▸ Set task 1:
Please repeat the stretch of the Roman travel passage from "It’s astounding to" through "two stories high.", changing "cardo maximus" to "main road".
▸ Set task 2:
In the Roman travel passage, what name appears on the sign at the tavern entrance?

One feature that is always present, however, and which is essential to travelers, is the milestone. These are small pillars placed, as the name suggests, “a thousand paces,” or one Roman mile (4,860 feet), apart.
If you do the math, a stride of nearly five feet might seem to be rather long for the person who is walking, but “pace” is defined here as the moment that the same foot touches the ground for the second time, completing the cycle of the step. So, in reality, it is a double step (exactly like a marching platoon counting cadence).
The pillars are the travelers’ odometer. Written on them are the number of miles traveled from the city of departure and sometimes other information as well, for example, how far it is to the final destination or to some important place along the road, or even the names of the magistrates who have provided for road repairs, etc.
The zero point of the empire’s vast network of roads was the miliarium aureum, or golden milestone, a marble column clad in gilt bronze and placed by Augustus at one end of the Roman Forum, on which were engraved the distances between Rome and the most important points in the empire.
Part of this concept of the centrality of the Roman Forum to the system of consular roads still survives today. If you take the Via Cassia from the center of Rome you will read on the marble street signs that the numbering of the houses corresponds to the metric distance from the Capitol, that is, from the place that was the heart of ancient Rome, right next to the Forum.
When Paris Was Smaller than Pompeii
It’s stopped raining, and the two men on horseback are making their way down a road with a long aqueduct running alongside it. Through the aqueduct’s arches you can see the tombstones of a necropolis, a sign that the city is near. Cemeteries, in fact, are always just outside the city. At the end of the road the first houses come into view. Very soon the two men find themselves in the midst of a noisy crowd of people on the main street. But what city is this?
They notice a sign on the entrance to a tavern. Along with the prices there’s also the name of the establishment and a figure: Lutetia’s Rooster. So, we’re in Lutetia Parisiorum, the future Paris!
It’s unrecognizable, an anonymous town with maybe eight to ten thousand inhabitants. It’s smaller than Pompeii, which has a population of twenty thousand. The area it occupies is just a little bigger than the future Latin Quarter of Paris.
It’s astounding to see that the future capital of la grandeur française is the size of Punxsutawney, Pennsylvania, and that today Paris, Texas, has three times the population of its namesake. But that’s the way it was in the Roman era.
Right now we’re making our way along the cardo maximus, a main north-south axis that the French will call Rue Saint-Jacques, ignoring its true origins. The houses are low, at most two stories high.

▸ Data segment:

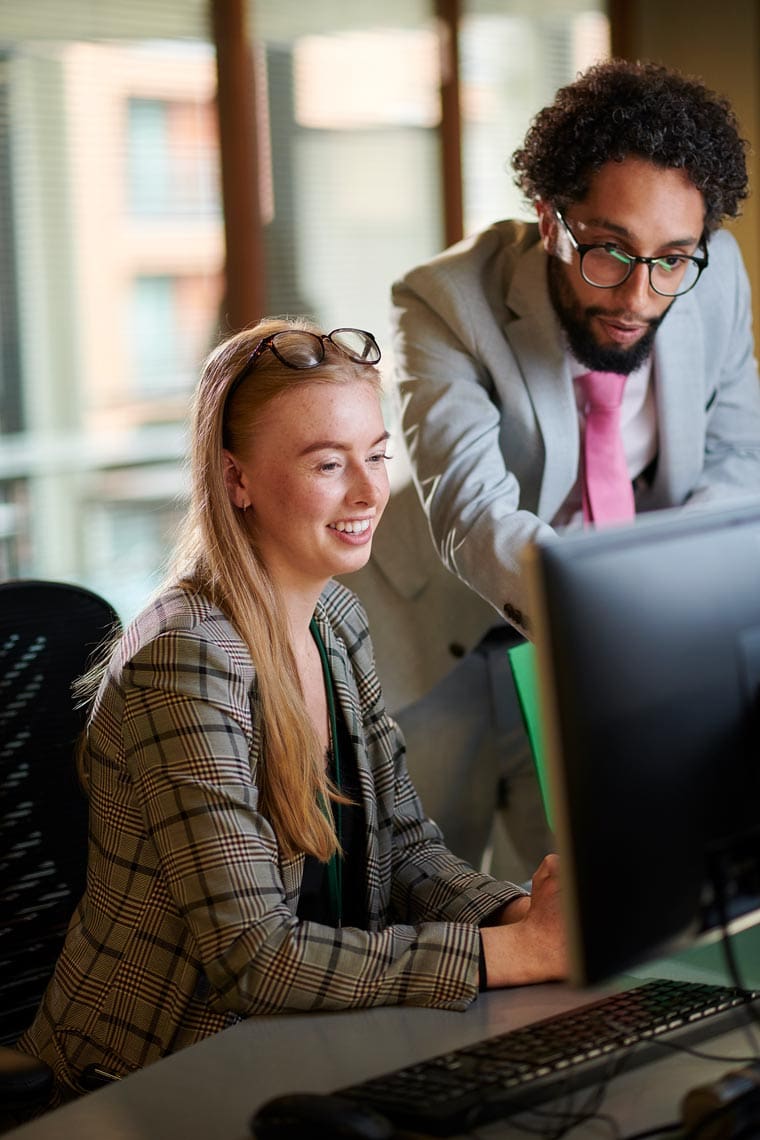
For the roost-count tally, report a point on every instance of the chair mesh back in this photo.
(48, 634)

▸ Correct result 1:
It’s astounding to see that the future capital of la grandeur française is the size of Punxsutawney, Pennsylvania, and that today Paris, Texas, has three times the population of its namesake. But that’s the way it was in the Roman era.
Right now we’re making our way along the main road, a main north-south axis that the French will call Rue Saint-Jacques, ignoring its true origins. The houses are low, at most two stories high.

▸ Correct result 2:
Lutetia's Rooster